### What to work on
Which lines in the items below contain the string "jacket"? Show each of those lines in full, and treat case as significant.

Collected data entries:

================================

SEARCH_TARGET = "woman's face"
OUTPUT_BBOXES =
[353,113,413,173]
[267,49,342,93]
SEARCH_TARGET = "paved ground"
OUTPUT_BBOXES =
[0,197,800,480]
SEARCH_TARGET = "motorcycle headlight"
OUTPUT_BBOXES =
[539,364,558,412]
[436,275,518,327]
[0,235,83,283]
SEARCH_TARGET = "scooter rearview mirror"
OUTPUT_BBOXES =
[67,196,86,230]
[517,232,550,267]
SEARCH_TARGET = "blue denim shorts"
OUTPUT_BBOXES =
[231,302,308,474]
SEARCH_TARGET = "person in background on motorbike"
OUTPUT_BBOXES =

================================

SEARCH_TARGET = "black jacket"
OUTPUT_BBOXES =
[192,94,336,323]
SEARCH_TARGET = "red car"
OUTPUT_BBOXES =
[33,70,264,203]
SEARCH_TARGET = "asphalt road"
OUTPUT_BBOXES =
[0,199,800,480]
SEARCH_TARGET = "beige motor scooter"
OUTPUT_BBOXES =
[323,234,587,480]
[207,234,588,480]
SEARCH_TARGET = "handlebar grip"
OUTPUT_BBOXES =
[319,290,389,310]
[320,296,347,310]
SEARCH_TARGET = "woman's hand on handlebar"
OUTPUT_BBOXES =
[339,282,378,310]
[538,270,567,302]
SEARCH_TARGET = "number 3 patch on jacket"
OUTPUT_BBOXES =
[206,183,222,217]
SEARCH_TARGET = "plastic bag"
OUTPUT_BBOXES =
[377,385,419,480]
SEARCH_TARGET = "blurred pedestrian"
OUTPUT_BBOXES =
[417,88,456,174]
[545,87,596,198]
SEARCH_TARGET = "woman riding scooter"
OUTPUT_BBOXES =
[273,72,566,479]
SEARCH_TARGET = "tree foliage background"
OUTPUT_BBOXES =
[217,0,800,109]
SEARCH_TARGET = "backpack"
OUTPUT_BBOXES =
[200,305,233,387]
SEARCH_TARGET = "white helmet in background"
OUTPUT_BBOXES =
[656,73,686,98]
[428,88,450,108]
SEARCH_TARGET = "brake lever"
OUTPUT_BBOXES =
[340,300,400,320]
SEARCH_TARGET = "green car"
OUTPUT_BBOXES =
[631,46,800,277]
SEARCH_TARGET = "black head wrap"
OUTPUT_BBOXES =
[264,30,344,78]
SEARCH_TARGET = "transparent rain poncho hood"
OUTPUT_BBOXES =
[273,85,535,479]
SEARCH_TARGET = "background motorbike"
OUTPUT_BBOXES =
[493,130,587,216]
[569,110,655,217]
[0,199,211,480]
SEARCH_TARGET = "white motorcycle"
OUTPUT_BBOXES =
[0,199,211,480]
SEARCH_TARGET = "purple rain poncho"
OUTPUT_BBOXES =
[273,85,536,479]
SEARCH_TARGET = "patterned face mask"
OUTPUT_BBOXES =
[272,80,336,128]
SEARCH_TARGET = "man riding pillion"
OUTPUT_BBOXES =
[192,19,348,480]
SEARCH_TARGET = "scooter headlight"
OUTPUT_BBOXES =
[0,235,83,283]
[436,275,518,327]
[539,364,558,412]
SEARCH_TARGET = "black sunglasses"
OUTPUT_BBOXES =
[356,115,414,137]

================================

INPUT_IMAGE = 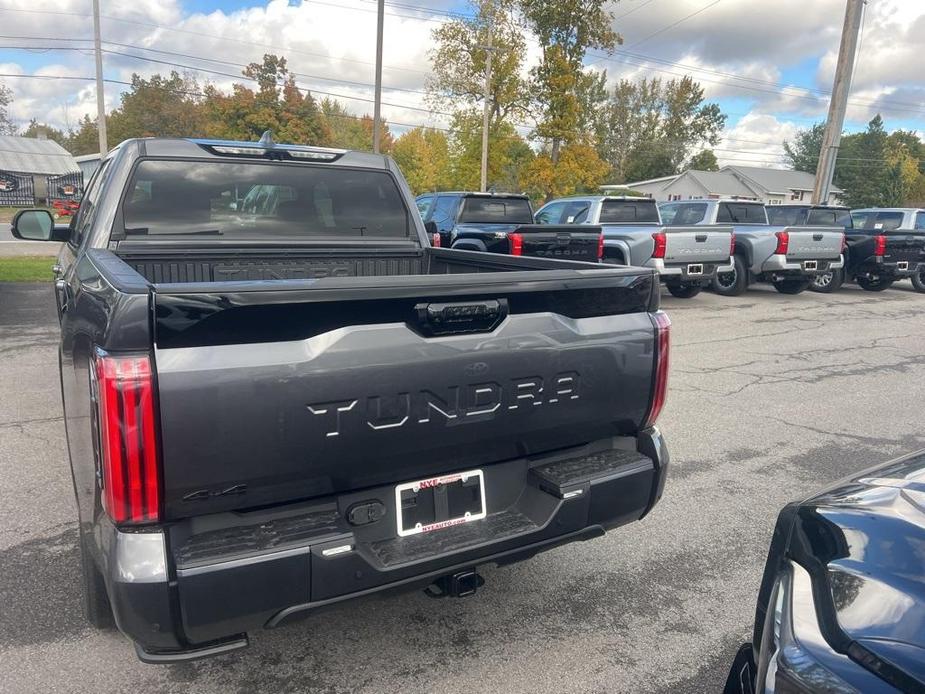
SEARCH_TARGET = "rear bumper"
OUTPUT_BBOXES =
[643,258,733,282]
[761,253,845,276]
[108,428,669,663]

================================

### Output for this exercise
SEARCH_TARGET = "black jacket"
SEARCH_TARGET = "number 3 patch on jacket"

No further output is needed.